Given text:
As best as the Court can discern, Plaintiff complains about the following:
various instances where he did not receive appropriate medical attention for his
cardiology condition and heart attack symptoms, including failure to provide him
access to a working Holter Monitor; lack of an MRI; indifference to his need for
outside medical appointments; vision problems; emotional distress; failure to
provide him with a cancer test; inmates who are dying due to UCONN Medical
Center’s failure to provide appropriate care for inmates; failure to process his
administrative remedies; delay in having an Ear Nose and Throat appointment
after his CT scan; failure to follow proper medical protocol and violation of his
medical privacy; lack of a neurology appointment; and dissemination of false
information, conspiracy and fraudulent record keeping.
Dismissal of a complaint under Rule 8 “is usually reserved for those cases
in which the complaint is so confused, ambiguous, vague, or otherwise
unintelligible that its true substance, if any, is well disguised.” Salahuddin, 861
F.2d at 42. However, even with the special solicitude afforded to Plaintiff as a pro
se plaintiff, dismissal of the instant complaint is warranted.
The Rule 8 requirements serve to relieve the Court and defendants of the
“unjustified burden” of having “to select the relevant material from a mass of
verbiage.” Celli v. Cole, 699 F. App’x 88, 89 (2d Cir. 2017) (quoting Salahuddin, 861
F.2d at 42). Neither the Court nor the defendants should be subjected to discerning
the relevant facts about Plaintiff’s claims against the named defendants from more
than 50 pages of allegations.
Accordingly, the Court will dismiss the complaint without prejudice to
repleading an amended complaint that complies with Rule 8.
If Plaintiff chooses to amend his complaint, he must allege nonconclusory
factual allegations that clearly set forth the circumstances underlying each of his
claims for relief against each specific defendant. His allegations must state facts
about how any defendant whom he seeks to hold liable for damages violated his
rights through his or her conduct because a defendant’s personal involvement in
an alleged constitutional violation is a prerequisite to hold a defendant liable for an
award of damages under section 1983. See Farrell v. Burke, 449 F.3d 470, 484 (2d
Cir. 2006). Plaintiff should provide his allegations in numbered paragraphs, and all
facts alleged should be relevant to the claims asserted against the named
defendants. Plaintiff must also name all defendants in his case caption. The Court
will only consider claims asserted against defendants actually named in the case
caption. It is not sufficient to write “et. al.” in the case caption.
Finally, the Court notes that Plaintiff has, but cannot, assert his section 1983
claims againt the DOC, a state agency that is not a “person” subject to suit under
42 U.S.C. § 1983. See Will v. Mich. Dep’t of State Police, 491 U.S. 58, 71 (1989) (state
and state agencies not persons within meaning of Section 1983).
Plaintiff may have plausible claims to assert against Defendants. However,
any amended complaint must provide notice to the Court and Defendants of
Plaintiff’s claims for relief through “simple, concise, and direct” allegations. See
Fed. R. Civ. P. 8(d)(1). In addition, the Court may sever any unrelated claims in the
amended complaint, see Fed. R. Civ. P. 21, which means that Plaintiff would have
to prosecute separate cases and pay separate filing fees for any claims so severed.
Costello, 888 F. Supp. 2d at 263.
For the foregoing reasons, the Complaint is DISMISSED without prejudice
under 28 U.S.C. §1915A.
The Court will afford Plaintiff one opportunity to file an amended complaint,
within 35 days of this Order’s filing date, to assert his claims for relief in an
amended complaint that complies with Federal Rule of Civil Procedure 8 and this
Failure to file an amended complaint within this period will result in the
dismissal and closing of this case.
Vanessa L. Bryant
United States District Judge
SO ORDERED at Hartford, Connecticut this 1st day of October, 2021.

Problem description: Please translate this sentence from the court order above into Spanish: "The Court will only consider claims asserted against defendants actually named in the case caption."

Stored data
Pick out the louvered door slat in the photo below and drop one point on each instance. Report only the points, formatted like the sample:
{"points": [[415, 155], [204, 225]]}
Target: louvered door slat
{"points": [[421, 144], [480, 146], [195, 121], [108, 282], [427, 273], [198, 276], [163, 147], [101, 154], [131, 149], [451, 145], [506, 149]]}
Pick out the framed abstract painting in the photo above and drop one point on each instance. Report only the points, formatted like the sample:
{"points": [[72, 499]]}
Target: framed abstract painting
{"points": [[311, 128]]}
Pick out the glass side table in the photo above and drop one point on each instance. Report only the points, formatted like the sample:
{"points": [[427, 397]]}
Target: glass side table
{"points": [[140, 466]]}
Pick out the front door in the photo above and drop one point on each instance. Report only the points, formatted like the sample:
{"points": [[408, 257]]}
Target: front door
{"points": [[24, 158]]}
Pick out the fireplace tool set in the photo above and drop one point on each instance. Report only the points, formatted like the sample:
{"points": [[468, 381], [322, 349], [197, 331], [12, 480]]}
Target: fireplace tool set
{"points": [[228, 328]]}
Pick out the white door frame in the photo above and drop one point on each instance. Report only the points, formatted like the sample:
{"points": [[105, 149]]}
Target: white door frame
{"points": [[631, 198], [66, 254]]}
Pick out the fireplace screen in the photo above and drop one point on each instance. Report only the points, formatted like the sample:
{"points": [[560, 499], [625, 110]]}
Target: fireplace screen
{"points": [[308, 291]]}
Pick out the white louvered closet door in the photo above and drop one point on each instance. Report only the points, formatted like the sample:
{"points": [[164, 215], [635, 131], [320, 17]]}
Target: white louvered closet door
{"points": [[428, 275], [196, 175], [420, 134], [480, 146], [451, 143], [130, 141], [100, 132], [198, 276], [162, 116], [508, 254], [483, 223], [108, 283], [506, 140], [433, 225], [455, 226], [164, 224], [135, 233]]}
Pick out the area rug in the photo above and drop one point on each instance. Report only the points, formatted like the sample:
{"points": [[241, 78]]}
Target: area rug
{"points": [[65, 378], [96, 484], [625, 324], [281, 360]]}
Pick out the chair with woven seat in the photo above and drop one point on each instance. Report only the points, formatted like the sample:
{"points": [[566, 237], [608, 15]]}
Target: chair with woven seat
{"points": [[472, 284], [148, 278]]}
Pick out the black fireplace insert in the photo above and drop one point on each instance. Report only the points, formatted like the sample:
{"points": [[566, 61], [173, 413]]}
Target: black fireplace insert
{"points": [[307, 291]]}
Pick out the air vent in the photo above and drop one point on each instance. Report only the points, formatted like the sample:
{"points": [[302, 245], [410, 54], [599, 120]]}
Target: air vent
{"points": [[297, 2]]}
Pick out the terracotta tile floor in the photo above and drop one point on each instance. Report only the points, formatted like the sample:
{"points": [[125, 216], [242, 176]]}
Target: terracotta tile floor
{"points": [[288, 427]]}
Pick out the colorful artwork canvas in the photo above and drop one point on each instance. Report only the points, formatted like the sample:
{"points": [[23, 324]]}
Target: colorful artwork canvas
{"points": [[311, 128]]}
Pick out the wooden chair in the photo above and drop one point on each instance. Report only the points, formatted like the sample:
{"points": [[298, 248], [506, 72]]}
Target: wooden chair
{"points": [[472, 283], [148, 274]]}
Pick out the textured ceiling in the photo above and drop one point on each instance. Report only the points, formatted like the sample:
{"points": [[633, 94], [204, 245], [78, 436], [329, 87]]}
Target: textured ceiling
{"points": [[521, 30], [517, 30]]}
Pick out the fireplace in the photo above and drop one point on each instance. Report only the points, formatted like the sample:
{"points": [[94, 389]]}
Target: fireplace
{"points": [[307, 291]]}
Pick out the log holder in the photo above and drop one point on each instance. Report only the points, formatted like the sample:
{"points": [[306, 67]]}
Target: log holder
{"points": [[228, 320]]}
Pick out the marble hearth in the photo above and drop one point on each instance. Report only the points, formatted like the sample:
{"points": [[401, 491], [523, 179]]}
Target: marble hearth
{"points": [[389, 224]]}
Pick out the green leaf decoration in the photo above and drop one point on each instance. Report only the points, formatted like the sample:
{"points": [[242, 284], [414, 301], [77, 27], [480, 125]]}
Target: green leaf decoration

Exercise solution: El Tribunal solo considerará las reclamaciones presentadas contra los demandados efectivamente nombrados en el encabezamiento del caso.